→ **MATERIAL**
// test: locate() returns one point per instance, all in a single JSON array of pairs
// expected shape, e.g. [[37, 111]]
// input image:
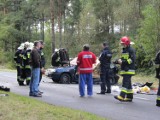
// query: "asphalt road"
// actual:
[[142, 107]]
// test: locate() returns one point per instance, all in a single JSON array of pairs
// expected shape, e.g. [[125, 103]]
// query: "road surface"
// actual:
[[142, 108]]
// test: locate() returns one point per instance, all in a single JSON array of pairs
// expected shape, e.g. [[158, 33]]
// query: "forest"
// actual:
[[71, 23]]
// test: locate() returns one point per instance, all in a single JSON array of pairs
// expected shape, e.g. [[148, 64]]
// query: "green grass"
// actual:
[[15, 107], [139, 78]]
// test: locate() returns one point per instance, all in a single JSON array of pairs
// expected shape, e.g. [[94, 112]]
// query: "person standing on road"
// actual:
[[43, 61], [105, 61], [17, 59], [85, 61], [157, 62], [127, 63], [35, 64]]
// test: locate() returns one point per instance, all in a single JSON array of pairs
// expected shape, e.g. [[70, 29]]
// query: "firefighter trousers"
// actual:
[[18, 74], [158, 95], [126, 91], [104, 76]]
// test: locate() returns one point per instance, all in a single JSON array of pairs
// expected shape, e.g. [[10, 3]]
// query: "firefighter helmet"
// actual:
[[21, 47], [125, 40], [26, 44], [31, 45]]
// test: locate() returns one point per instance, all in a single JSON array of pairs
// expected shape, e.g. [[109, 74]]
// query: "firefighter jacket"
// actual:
[[105, 58], [128, 61], [17, 57], [43, 61], [85, 61], [35, 58], [26, 58], [157, 59]]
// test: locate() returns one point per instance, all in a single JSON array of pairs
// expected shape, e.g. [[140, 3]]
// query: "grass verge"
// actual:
[[139, 78], [15, 107]]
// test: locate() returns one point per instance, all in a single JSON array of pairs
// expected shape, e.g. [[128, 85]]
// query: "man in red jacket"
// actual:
[[85, 61]]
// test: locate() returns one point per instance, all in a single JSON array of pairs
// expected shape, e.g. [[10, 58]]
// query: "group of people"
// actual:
[[86, 59], [30, 63]]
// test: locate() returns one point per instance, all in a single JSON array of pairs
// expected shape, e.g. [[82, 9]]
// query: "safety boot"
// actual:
[[127, 100], [158, 103], [118, 97]]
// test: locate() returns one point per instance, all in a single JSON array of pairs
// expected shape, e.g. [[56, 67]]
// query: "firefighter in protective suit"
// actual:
[[157, 62], [17, 59], [27, 66], [23, 64], [127, 62]]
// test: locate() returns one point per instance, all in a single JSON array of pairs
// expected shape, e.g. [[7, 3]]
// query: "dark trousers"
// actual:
[[28, 75], [40, 78], [104, 76], [127, 82], [126, 91], [18, 74], [158, 94], [23, 75]]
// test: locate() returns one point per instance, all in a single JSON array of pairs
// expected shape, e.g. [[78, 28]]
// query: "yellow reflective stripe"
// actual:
[[129, 61], [24, 57], [42, 53], [28, 78], [18, 65], [125, 56], [129, 72], [27, 66], [28, 54], [158, 97], [124, 90], [129, 91], [157, 65]]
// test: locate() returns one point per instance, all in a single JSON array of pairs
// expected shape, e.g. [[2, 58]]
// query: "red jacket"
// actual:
[[85, 61]]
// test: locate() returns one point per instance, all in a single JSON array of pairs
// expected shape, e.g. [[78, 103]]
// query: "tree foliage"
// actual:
[[76, 22]]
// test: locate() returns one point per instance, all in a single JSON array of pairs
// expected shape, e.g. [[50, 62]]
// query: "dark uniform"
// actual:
[[43, 62], [55, 59], [17, 59], [27, 66], [105, 60], [127, 71], [23, 75], [157, 62]]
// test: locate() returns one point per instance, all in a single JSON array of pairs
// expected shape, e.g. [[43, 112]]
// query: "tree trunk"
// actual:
[[52, 24], [60, 22], [42, 28]]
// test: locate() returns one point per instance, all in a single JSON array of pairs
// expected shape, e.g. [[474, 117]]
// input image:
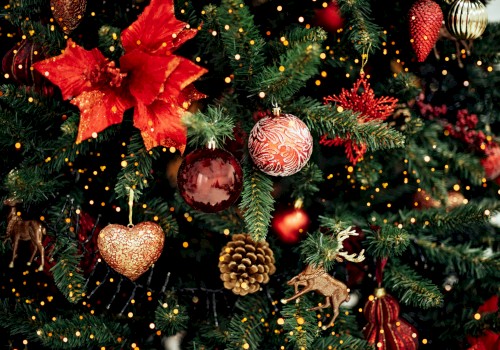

→ **DIRECTION**
Count the lines of the material above that contain the string "road", treating uppercase and lowercase letters as different, and give only that number.

→ **TASK OUTPUT**
3